● **Instruksi 1**: Tunjukkan setiap baris catatan yang memuat kata "crane". Huruf besar dan kecil harus diperhatikan.

● **Kutipan dokumen**:

Saat memasak, dia terlibat langsung dalam memotong-motong bahan makanan. Saya beri dia talenan dan pisau asli (dengan pengawasan dan sudah dipertimbangkan keamanannya), kemudian saya berikan sayuran. Ketika mencuci, saya biarkan dia memasukkan baju ke dalam mesin cuci, menaruh detergent, dan menekan tombol mesin cuci. Saya juga membiarkan dia menjemur pakaiannya sendiri sebisanya. Begitu pula dengan menyapu dan mengepel lantai, saya biarkan dia mengerjakan terlebih dahulu baru saya yang membereskannya. Terkadang terasa pekerjaan menjadi semakin lama, tapi tidak apa-apa. Anggap saja sebagai usaha membangun kebaikan anak
Ternyata, setelah banyak membaca dan mengikuti webinar HS, belajar dari keseharian ini bisa menjadi alternatif kegiatan HS. Memang bukan kegiatan yang menyangkut dengan teori pelajaran. Namun, mendekatkan anak ke kehidupan nyata. Banyak kan yang belajar merawat rumah justru setelah menikah, karena dipaksa keadaan. Bahkan ada yang stres ketika dihadapkan dengan pekerjaan rumah. Itu membuktikan bahwa kebiasaan mengerjakan urusan domestik rumah tangga tidak bisa dibangun dalam waktu singkat. Kegiatan ini juga bisa dijadikan sarana dalam melatih manajemen waktu.

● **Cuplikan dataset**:

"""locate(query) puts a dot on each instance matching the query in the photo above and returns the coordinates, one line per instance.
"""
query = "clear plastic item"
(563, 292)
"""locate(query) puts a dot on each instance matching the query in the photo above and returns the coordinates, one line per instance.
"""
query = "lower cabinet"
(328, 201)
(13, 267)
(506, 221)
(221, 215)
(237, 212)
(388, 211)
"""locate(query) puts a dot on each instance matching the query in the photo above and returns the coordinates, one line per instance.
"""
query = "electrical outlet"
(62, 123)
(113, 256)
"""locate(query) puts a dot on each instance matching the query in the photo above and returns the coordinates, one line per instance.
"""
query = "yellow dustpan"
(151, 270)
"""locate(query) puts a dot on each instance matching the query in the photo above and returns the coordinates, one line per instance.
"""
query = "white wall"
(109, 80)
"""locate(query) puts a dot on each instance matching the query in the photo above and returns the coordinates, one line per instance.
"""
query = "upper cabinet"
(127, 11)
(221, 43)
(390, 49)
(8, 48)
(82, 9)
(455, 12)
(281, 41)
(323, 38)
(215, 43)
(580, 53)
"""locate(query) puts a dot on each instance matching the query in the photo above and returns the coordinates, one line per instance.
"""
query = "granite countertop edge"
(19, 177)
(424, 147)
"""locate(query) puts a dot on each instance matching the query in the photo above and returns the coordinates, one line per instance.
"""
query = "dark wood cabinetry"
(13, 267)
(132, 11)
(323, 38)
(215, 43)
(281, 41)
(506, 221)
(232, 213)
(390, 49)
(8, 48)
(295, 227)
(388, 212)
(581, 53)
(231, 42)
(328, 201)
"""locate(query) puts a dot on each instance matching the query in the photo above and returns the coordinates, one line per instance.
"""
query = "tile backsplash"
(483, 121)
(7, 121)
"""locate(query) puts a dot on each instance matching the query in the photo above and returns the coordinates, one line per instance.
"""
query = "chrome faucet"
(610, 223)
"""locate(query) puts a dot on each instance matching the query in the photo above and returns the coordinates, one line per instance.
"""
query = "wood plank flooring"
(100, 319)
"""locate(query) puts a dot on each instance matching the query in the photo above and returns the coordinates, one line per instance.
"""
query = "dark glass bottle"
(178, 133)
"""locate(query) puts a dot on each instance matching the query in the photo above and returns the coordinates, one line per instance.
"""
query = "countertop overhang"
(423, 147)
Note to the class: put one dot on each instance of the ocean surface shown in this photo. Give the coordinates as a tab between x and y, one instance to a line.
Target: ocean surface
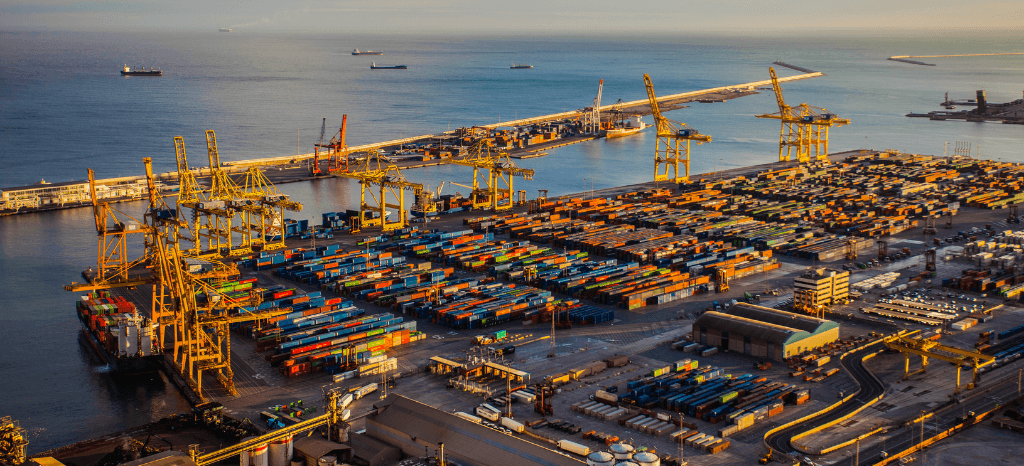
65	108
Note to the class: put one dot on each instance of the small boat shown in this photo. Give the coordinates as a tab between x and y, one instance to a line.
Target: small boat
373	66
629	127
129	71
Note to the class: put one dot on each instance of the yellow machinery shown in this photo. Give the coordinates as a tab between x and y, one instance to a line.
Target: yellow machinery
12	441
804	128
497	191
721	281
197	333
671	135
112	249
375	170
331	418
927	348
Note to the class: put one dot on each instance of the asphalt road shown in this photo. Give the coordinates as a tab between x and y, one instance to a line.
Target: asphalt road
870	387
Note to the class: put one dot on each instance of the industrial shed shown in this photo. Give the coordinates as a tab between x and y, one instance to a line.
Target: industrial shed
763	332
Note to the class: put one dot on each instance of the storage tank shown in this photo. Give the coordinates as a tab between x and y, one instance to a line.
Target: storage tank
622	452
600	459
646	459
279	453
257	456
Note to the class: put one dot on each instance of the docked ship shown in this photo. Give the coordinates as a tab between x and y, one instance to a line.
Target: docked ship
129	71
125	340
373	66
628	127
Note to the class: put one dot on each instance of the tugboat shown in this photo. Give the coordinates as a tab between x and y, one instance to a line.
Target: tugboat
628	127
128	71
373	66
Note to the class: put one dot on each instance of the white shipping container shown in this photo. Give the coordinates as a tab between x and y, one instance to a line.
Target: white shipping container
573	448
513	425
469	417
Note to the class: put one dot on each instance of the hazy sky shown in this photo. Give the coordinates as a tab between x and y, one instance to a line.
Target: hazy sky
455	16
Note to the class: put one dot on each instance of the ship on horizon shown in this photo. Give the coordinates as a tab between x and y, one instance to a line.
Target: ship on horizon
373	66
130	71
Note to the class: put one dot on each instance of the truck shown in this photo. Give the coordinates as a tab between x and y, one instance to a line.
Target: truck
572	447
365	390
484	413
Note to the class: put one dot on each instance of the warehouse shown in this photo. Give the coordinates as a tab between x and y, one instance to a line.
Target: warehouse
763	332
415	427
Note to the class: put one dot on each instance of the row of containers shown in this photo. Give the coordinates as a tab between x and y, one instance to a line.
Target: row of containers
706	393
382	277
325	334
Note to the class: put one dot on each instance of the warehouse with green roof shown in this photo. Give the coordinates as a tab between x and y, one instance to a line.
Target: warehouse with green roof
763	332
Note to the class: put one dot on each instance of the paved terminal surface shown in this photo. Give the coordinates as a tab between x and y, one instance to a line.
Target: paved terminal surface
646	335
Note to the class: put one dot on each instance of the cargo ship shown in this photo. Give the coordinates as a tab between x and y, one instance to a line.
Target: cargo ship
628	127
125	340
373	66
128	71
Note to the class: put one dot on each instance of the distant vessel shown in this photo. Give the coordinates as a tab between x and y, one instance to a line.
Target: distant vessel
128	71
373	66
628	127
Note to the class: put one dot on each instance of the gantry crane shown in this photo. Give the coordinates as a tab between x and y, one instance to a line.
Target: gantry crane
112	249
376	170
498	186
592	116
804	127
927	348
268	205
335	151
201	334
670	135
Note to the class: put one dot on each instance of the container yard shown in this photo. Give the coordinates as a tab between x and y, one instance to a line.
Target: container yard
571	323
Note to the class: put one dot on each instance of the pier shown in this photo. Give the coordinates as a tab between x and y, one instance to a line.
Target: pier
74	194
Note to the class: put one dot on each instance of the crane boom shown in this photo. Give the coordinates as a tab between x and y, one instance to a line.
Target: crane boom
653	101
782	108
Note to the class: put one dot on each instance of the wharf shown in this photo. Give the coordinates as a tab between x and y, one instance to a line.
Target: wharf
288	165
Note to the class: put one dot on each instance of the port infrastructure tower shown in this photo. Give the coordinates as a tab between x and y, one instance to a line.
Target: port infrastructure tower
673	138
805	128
* * *
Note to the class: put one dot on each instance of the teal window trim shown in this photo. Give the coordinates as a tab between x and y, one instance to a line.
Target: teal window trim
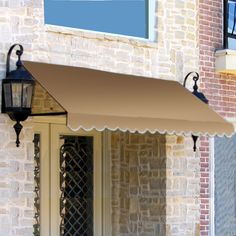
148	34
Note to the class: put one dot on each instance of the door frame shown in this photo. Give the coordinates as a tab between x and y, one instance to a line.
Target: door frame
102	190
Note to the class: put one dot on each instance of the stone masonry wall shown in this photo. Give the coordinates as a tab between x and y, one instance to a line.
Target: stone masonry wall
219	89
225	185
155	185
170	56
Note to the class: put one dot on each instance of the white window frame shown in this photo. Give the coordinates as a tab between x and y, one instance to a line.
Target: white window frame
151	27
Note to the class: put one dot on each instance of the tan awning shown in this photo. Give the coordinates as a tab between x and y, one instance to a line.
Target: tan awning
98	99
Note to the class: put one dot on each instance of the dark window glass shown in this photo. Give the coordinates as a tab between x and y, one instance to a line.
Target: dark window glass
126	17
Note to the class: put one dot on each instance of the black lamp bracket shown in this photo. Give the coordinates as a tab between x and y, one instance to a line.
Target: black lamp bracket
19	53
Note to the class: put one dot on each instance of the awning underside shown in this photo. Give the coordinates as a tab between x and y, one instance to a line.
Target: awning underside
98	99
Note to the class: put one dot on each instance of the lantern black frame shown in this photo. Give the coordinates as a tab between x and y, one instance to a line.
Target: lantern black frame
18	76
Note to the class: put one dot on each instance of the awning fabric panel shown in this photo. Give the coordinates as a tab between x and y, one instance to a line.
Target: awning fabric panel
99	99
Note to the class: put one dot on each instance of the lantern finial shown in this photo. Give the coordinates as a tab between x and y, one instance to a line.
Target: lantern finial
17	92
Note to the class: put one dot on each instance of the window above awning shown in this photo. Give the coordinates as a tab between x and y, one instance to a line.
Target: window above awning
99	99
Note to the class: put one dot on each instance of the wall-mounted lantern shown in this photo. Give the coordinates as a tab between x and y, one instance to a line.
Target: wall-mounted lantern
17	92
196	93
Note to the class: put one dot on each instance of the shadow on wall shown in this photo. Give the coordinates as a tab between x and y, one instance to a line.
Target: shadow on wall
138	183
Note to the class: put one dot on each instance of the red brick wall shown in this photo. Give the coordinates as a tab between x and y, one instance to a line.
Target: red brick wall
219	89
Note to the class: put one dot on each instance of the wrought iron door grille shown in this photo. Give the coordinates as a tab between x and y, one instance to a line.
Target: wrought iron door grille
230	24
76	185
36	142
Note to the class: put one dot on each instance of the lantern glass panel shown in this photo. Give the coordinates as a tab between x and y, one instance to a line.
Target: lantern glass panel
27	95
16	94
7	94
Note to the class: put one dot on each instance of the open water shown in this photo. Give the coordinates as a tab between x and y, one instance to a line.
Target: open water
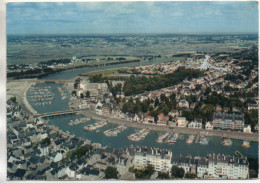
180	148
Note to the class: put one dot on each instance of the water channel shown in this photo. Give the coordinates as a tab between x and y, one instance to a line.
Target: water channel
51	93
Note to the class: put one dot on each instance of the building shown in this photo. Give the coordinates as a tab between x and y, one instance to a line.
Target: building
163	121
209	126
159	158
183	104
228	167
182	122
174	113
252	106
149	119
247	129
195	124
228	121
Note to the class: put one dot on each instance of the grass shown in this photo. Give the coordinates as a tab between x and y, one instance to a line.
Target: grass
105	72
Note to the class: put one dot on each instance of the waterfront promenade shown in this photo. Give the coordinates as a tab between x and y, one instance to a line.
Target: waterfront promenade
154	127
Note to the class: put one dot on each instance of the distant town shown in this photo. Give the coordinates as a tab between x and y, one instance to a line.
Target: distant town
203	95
---
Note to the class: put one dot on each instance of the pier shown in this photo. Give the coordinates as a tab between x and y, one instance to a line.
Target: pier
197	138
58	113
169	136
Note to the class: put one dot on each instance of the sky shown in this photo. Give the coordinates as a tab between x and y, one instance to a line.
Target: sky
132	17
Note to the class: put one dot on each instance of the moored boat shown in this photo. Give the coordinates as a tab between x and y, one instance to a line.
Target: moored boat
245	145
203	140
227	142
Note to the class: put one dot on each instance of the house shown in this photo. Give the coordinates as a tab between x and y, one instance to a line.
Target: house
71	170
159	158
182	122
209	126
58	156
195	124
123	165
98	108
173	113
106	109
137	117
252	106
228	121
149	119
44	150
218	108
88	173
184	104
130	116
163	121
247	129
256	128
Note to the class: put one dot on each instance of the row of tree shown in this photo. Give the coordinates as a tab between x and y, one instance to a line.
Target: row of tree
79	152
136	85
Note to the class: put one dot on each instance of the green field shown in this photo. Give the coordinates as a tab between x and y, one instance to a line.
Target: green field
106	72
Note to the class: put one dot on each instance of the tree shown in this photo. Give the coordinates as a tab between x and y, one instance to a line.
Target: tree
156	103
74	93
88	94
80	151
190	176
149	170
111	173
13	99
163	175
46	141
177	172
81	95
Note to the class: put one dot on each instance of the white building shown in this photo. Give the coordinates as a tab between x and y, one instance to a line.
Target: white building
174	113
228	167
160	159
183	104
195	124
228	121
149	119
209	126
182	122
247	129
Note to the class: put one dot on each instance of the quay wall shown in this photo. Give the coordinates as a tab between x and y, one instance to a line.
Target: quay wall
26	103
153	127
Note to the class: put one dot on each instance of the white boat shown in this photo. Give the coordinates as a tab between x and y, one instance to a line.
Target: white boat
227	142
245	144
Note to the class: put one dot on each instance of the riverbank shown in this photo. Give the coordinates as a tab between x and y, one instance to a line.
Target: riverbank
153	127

● **Instruksi 2**: Tulis lanjutan kutipan tentang melibatkan anak dalam pekerjaan rumah tangga, mulai setelah kalimat terakhirnya.

● **Jawaban akhir 1**:
Note to the class: put one dot on each instance of the gantry crane shown in this photo. Give the coordinates as a tab between x and y, one instance to a line.
Target: gantry crane
Note to the class: put one dot on each instance of the crane boom shown in this photo. Give the coordinates as a tab between x and y, one instance to a line.
Target: crane boom

● **Jawaban akhir 2**:
Menjemur pakaian

Hasil menjemur


Ya beginilah

Pekerjaan akan terasa lebih lama


4. Melatih kemandirian
Seperti orang tua pada umumnya, saya juga membiasakan Azka untuk melatih kemadirian dengan cara sederhana. Seperti mengambil air minumnya sendiri, melepas dan memakai baju, melepas dan memakai sepatu, dan sebagainya. Ternyata, ini pun juga menjadi sarana pembelajaran HS.

5. Mengajak berdialog
Kegiatan berdialog yang meilputi bercerita, menjawab pertanyaan, dan berdiskusi adalah kegiatan saya semenjak Azka lahir. Sejak Azka keluar dari rahim, saya menjadi orang yang sering berbicara sendiri, hahaha
Sebelum memiliki anak, saya orang yang sangat canggung "ngliling bayi". Lebih tepatnya bingung mau bicara apa. Namun, setelah Azka lahir saya merasa wajib membangun komunikasi dengannya. Saya membicarakan apa saja. Sebagian besar yang saya bicarakan, tentu saja yang Azka tidak mengerti. Contohnya, Azka lahir ketika tahun terakhir masa perkuliahan saya. Saat itu, saya membaca puluhan jurnal sebagai panduan riset, sehingga saya pun sering membicarakannya dengan Azka. Sejak dalam kandungan pun sebenarnya saya sudah sering menjadikan Azka sebagai pendengar latihan presentasi saya. Aneh kan ya saya ini!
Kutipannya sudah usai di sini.